SHORT TASK: Please rewrite the stretch of the material below from the line containing "Can you find the blue" through the end, keeping every line, including the requests. Scale each answer coordinate by 1.75 and round to whole numbers, with halves rounding up, while leaving the numbers in the requests and their samples unchanged.

-- -- --

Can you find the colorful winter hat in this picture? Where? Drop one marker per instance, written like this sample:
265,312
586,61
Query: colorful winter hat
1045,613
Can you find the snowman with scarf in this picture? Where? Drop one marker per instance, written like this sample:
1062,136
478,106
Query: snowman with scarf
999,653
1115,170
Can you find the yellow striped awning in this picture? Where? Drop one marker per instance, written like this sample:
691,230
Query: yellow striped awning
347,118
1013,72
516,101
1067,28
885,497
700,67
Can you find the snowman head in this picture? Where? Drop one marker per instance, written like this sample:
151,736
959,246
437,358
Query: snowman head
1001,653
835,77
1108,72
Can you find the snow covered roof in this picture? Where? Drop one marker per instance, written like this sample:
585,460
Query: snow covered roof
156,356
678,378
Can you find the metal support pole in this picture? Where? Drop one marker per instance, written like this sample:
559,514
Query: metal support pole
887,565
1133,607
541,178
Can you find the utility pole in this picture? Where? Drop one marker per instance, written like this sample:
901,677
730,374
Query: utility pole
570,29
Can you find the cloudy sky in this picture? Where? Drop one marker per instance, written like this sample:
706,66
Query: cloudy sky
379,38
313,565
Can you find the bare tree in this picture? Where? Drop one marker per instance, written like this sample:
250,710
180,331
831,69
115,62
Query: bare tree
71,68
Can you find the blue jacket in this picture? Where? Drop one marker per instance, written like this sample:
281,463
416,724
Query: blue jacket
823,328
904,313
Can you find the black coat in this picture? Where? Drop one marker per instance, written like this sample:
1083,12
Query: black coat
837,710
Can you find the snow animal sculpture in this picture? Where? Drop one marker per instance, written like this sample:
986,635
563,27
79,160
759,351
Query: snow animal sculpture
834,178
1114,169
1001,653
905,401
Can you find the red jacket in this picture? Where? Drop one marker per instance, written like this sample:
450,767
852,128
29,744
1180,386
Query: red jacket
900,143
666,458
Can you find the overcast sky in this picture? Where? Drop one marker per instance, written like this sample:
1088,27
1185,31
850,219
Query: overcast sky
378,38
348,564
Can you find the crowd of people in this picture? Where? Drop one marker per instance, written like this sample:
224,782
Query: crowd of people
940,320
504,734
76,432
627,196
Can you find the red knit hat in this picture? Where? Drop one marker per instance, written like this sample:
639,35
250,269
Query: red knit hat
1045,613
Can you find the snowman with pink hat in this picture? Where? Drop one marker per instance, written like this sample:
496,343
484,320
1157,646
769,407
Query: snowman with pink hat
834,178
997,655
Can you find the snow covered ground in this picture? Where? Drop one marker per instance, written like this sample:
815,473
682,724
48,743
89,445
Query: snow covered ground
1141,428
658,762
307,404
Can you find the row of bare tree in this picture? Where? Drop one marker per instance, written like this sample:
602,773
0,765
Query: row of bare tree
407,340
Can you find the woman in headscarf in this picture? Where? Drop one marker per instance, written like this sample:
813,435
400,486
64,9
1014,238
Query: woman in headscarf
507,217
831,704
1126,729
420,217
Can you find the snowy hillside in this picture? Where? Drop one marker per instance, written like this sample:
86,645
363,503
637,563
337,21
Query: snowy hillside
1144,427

-- -- --

RIGHT ANSWER:
Can you find the blue jacket in this picture? Where? Drop one marker per instance, written like this sample:
281,463
416,724
Query: blue jacket
1440,574
1582,548
Can you find the black coat in this picture? Where? Drop one marker per instance, written like this sample:
1083,12
Query: black coat
1465,1243
Can you find the snow animal sculpture in this picture? Where? Drop one marker per instance, written like this sample:
986,635
563,27
79,160
759,351
Query: snow animal sculpture
1460,312
1950,296
1752,1143
1584,702
Can you find the red jacket in this picture? Where? Drop one marker per instance, written like this sample:
450,767
852,128
29,744
1180,386
Query: red jacket
1575,250
1166,802
Can you find the overcast sky in this picture? Where? Drop one marker per instance, written like this sample:
1088,27
1185,31
850,219
Query: overcast sky
662,67
609,987
Can you find the crowd of people in this picture? Where? Drop one marker per instance, written like this sample:
224,782
Query: crowd of people
1645,560
882,1285
133,756
1097,343
Can you find the red knit hat in this picture? Where? Drop one marker per instance, written like this sample:
639,35
250,269
Query: red knit hat
1829,1073
Can you find the snowman with pink hat in this picture? Where? Drop one marker per instance, written like this sample:
496,343
484,320
1157,646
769,407
Query: snowman with pink hat
1460,312
1745,1146
Can you find the snow covered ground in this picture? Where? Drop one marker per instance, written like this sample:
815,473
682,724
48,743
89,445
Query: snow covered ground
1997,749
1152,1334
537,707
Can you find the row of bare tree in this picture? Where? Drop one marker per instance, written like this sample:
602,773
0,765
Query: row of bare tree
712,595
Can you find the woman in headscarf in this picture? Where? Drop one marker per instance, written like this sample:
813,435
400,486
64,9
1014,238
Query: woman in headscarf
887,380
1454,1232
1971,1276
735,380
Can you find the snowy hillside in this picture? Where? Drop one marker per instance, written like this sample:
86,645
363,503
637,563
337,21
Query: snowy hillside
2002,747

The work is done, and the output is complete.